Records from a data source
———
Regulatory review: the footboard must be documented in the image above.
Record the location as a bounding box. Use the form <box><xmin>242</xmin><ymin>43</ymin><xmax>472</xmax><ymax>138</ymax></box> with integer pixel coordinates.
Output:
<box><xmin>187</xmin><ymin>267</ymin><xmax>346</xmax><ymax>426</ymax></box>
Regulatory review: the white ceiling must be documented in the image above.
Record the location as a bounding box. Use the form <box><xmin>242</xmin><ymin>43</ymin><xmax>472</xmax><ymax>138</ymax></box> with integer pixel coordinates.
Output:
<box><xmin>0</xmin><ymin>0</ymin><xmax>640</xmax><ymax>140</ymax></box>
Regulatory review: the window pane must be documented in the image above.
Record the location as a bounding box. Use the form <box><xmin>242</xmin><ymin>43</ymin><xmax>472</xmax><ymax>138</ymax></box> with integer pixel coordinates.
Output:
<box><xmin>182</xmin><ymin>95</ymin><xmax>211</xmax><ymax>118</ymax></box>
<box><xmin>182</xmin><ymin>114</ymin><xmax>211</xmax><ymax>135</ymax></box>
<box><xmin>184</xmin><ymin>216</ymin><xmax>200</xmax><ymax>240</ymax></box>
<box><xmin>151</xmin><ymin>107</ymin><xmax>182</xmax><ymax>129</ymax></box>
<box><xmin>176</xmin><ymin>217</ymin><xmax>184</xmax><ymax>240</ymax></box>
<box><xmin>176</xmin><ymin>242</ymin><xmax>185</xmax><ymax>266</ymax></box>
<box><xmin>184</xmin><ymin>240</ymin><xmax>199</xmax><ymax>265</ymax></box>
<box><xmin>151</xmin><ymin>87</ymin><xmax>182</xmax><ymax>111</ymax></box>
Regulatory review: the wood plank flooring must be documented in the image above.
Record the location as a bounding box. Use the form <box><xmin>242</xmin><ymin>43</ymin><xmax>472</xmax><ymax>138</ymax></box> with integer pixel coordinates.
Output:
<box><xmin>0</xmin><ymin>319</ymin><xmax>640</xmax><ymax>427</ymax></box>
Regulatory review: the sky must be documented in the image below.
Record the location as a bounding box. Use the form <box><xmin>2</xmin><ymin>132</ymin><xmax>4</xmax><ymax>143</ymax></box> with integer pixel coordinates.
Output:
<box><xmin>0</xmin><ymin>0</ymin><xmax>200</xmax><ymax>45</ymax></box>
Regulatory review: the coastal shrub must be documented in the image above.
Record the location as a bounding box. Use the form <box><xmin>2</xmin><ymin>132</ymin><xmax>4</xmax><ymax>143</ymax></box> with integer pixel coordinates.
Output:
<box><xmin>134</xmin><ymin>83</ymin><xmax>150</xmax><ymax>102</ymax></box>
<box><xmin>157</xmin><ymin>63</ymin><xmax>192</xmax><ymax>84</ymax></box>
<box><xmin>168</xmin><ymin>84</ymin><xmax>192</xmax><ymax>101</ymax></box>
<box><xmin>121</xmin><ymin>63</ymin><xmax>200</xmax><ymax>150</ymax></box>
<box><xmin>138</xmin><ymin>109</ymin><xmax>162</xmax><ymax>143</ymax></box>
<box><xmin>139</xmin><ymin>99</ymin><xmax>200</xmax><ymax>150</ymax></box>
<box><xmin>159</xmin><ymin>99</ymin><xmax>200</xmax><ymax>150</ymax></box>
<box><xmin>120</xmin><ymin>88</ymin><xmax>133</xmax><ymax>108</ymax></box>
———
**TASK INSTRUCTIONS**. Starting at the line that contains "Regulatory review: the wood" and continuing through the end of the listing, write out every line again, requests included, with each bounding box coordinate in the answers multiplied by 2 and rounded to a whole number, halves up. Keep the numbers in the requests and their format samples unchanged.

**FINAL RESULT**.
Regulatory review: the wood plank flooring must be documented in the image above.
Record the location as a bounding box. Use the form <box><xmin>242</xmin><ymin>43</ymin><xmax>472</xmax><ymax>138</ymax></box> with integer pixel coordinates.
Output:
<box><xmin>0</xmin><ymin>638</ymin><xmax>1280</xmax><ymax>854</ymax></box>
Regulatory review: the sky must be documented in the image below.
Record the location as a bounding box. Use the form <box><xmin>2</xmin><ymin>132</ymin><xmax>4</xmax><ymax>143</ymax></box> with integer pixel coordinates.
Output:
<box><xmin>0</xmin><ymin>0</ymin><xmax>400</xmax><ymax>90</ymax></box>
Regulatory review: the coastal shrub must be documented in the image above.
Record the location as a bounding box. Use the form <box><xmin>2</xmin><ymin>132</ymin><xmax>4</xmax><ymax>143</ymax></box> with integer pixel coordinates.
Output:
<box><xmin>268</xmin><ymin>166</ymin><xmax>300</xmax><ymax>204</ymax></box>
<box><xmin>314</xmin><ymin>126</ymin><xmax>384</xmax><ymax>168</ymax></box>
<box><xmin>336</xmin><ymin>168</ymin><xmax>384</xmax><ymax>202</ymax></box>
<box><xmin>242</xmin><ymin>126</ymin><xmax>400</xmax><ymax>300</ymax></box>
<box><xmin>276</xmin><ymin>218</ymin><xmax>324</xmax><ymax>286</ymax></box>
<box><xmin>278</xmin><ymin>198</ymin><xmax>400</xmax><ymax>300</ymax></box>
<box><xmin>318</xmin><ymin>198</ymin><xmax>400</xmax><ymax>300</ymax></box>
<box><xmin>240</xmin><ymin>176</ymin><xmax>266</xmax><ymax>216</ymax></box>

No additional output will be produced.